#### TEKS BACAAN
MALANG, KOMPAS.com - Keberadaan ratusan kuburan hewan bernisan, seperti anjing dan kucing, di Jalan Joyo Agung II RT 04 RW 03, Kelurahan Tlogomas, Kota Malang, terus menimbulkan keresahan di kalangan warga.
Aktivitas pemakaman yang diduga berlangsung lebih dari dua tahun tanpa pemberitahuan resmi ini dikhawatirkan akan menimbulkan pencemaran lingkungan serta dampak visual dan sosial negatif di tengah permukiman yang padat.
Menanggapi hal tersebut, Lurah Tlogomas, Arwanto, memberikan penjelasan terkait regulasi yang ada.
Ia menyatakan bahwa peraturan daerah (perda) yang berlaku mewajibkan pemilik hewan peliharaan kecil menguburkan hewan peliharaannya yang telah mati.

#### BARIS YANG DITAMPILKAN
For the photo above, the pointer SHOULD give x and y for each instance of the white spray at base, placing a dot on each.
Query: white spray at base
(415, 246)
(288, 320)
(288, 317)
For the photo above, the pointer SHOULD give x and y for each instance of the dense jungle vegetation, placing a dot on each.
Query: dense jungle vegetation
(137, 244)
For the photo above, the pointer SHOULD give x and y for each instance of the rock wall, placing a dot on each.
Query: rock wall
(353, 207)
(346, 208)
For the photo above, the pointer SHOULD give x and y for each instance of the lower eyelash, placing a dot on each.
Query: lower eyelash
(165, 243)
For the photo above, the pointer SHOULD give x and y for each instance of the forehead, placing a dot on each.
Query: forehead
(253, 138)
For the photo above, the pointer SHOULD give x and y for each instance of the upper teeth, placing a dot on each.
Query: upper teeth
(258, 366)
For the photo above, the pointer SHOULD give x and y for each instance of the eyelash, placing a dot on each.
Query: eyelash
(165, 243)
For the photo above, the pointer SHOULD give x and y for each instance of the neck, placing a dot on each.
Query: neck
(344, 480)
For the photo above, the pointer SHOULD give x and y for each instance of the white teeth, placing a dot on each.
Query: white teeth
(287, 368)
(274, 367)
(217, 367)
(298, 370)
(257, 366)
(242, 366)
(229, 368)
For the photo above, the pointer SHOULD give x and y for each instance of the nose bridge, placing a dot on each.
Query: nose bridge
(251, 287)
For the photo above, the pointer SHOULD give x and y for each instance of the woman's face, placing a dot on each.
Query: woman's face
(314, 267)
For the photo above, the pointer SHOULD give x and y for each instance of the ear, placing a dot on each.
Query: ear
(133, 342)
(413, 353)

#### TUGAS LATIHAN
• 1. Dalam satu sampai tiga kalimat, jelaskan alasan aktivitas pemakaman hewan yang disebut dalam teks bacaan itu dikhawatirkan.
• 2. Ubah bagian teks bacaan dari "Menanggapi hal tersebut, Lurah" sampai "yang telah mati.", dengan "Lurah Tlogomas" diganti menjadi "Kepala Kelurahan Tlogomas".
Baris-baris tersebut tidak diperlukan untuk latihan ini.

#### JAWABAN LATIHAN
• 1. Pemakaman hewan itu diduga sudah berlangsung lebih dari dua tahun tanpa pemberitahuan resmi. Aktivitas tersebut dikhawatirkan menimbulkan pencemaran lingkungan serta dampak visual dan sosial negatif di tengah permukiman yang padat.

• 2.
Menanggapi hal tersebut, Kepala Kelurahan Tlogomas, Arwanto, memberikan penjelasan terkait regulasi yang ada.
Ia menyatakan bahwa peraturan daerah (perda) yang berlaku mewajibkan pemilik hewan peliharaan kecil menguburkan hewan peliharaannya yang telah mati.